§ **Stated task**: Output the material below in full, exactly as it is.

* BEGIN Dataset content *

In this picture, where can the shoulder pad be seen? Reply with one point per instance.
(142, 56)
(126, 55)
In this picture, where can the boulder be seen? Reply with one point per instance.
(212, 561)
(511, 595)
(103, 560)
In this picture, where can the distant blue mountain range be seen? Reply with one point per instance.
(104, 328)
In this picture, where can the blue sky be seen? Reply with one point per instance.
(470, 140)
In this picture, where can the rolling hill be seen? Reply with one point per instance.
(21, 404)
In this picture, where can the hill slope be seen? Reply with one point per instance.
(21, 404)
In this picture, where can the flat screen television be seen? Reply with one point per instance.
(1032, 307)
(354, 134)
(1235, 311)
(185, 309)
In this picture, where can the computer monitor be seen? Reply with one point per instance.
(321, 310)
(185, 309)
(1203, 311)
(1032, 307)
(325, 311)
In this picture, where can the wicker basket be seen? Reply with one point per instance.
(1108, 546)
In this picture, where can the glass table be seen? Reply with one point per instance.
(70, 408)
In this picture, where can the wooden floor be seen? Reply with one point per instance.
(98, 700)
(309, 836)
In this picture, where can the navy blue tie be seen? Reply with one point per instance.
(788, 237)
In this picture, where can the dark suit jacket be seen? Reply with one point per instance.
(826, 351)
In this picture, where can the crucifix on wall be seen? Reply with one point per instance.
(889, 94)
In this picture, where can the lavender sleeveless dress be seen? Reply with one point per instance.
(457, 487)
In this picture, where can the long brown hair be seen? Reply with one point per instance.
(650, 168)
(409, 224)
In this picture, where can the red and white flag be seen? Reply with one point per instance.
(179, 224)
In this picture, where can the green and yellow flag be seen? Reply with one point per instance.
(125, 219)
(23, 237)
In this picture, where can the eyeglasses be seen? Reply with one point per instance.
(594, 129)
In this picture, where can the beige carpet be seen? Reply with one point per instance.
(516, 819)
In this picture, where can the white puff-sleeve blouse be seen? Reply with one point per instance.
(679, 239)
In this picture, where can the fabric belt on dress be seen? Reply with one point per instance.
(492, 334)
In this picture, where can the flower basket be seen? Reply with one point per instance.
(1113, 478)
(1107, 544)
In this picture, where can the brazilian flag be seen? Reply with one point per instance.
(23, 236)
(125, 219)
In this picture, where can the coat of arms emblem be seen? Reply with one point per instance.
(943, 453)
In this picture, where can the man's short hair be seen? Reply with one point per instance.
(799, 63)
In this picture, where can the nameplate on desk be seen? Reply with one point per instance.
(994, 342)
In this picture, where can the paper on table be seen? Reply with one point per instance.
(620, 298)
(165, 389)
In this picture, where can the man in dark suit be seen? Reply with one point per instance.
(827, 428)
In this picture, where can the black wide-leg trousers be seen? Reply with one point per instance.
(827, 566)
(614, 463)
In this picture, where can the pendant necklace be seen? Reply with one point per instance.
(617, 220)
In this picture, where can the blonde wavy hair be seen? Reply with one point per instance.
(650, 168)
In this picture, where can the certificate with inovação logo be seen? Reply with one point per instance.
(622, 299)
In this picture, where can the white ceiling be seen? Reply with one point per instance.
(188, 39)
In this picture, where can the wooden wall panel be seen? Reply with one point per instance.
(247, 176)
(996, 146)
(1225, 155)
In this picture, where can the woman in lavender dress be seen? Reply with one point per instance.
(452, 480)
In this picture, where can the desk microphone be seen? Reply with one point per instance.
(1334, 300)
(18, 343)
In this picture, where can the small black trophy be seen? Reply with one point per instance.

* END Dataset content *

§ **Solution to this exercise**:
In this picture, where can the shoulder pad be seen? Reply with one point per instance.
(142, 56)
(126, 55)
In this picture, where can the boulder be seen? Reply with one point per instance.
(212, 561)
(511, 595)
(103, 560)
In this picture, where can the distant blue mountain range be seen? Reply with one point per instance.
(104, 328)
In this picture, where can the blue sky be seen? Reply with one point per instance.
(470, 140)
In this picture, where can the rolling hill be seen? Reply with one point per instance.
(21, 404)
In this picture, where can the hill slope be seen? Reply with one point per instance.
(21, 404)
In this picture, where can the flat screen television be seen? Reply with one point per instance.
(1032, 307)
(354, 134)
(1235, 311)
(185, 309)
In this picture, where can the computer monitor be seen? Reply with one point per instance.
(321, 310)
(185, 309)
(1203, 311)
(1032, 307)
(325, 311)
In this picture, where can the wicker basket be seen? Reply with one point per instance.
(1108, 546)
In this picture, where can the glass table be seen? Reply with one point per instance.
(70, 408)
In this picture, where can the wooden floor be seen? Reply with one point per instance.
(98, 700)
(309, 836)
In this picture, where can the navy blue tie be seen? Reply with one point per instance.
(788, 237)
In this picture, where can the dark suit jacket be seen? Reply with one point per instance.
(826, 351)
In this picture, where can the crucifix on wall be seen? Reply with one point per instance.
(889, 94)
In this picture, where can the lavender sleeveless dress be seen? Reply with one point per instance.
(457, 487)
In this picture, where can the long brown hair be seen? Reply with one point per instance.
(650, 168)
(409, 224)
In this picture, where can the red and white flag be seen? Reply with one point per instance.
(179, 224)
In this picture, where can the green and yellow flag be seen? Reply with one point per instance.
(125, 219)
(23, 237)
In this picture, where can the eyeglasses be seen? Reply with one point per instance.
(594, 129)
In this picture, where can the beige carpet be seen? Reply with one point per instance.
(516, 819)
In this picture, where can the white puff-sleeve blouse be seen? Reply with one point per instance.
(679, 239)
In this picture, where can the fabric belt on dress be seen? Reply with one point per instance.
(492, 334)
In this picture, where can the flower basket be seen? Reply with one point per instance.
(1113, 478)
(1107, 544)
In this picture, where can the brazilian flag be seen? Reply with one point per instance.
(23, 236)
(125, 219)
In this picture, where can the coat of arms emblem be seen? Reply with one point per instance.
(943, 453)
In this picture, where can the man's short hair be seen? Reply with one point per instance.
(799, 63)
In this picture, where can the nameplate on desk be seen? Reply with one point per instance.
(994, 342)
In this picture, where can the paper on table be seen? Reply with one point per instance.
(620, 298)
(165, 389)
In this picture, where can the man in dark suit be seen? Reply with one point per instance.
(827, 428)
In this picture, where can the black wide-leg trousers be seen? Reply with one point per instance.
(827, 566)
(614, 463)
In this picture, where can the pendant necklace be seen? Reply with one point per instance.
(617, 220)
In this picture, where can the blonde wavy hair be seen? Reply with one point per instance.
(650, 168)
In this picture, where can the certificate with inovação logo be seen? Reply with one point per instance.
(622, 299)
In this picture, where can the white ceiling be seen? Reply with one point per instance.
(188, 39)
In this picture, where can the wooden wall panel be seen? Reply with one point per instance.
(247, 176)
(996, 146)
(1225, 155)
In this picture, where can the woman in lavender dress be seen? Reply with one point per instance.
(452, 480)
In this picture, where can the desk microphone be seen? Reply with one point per instance.
(1334, 300)
(18, 343)
In this picture, where can the small black trophy be seen? Reply with one point per instance.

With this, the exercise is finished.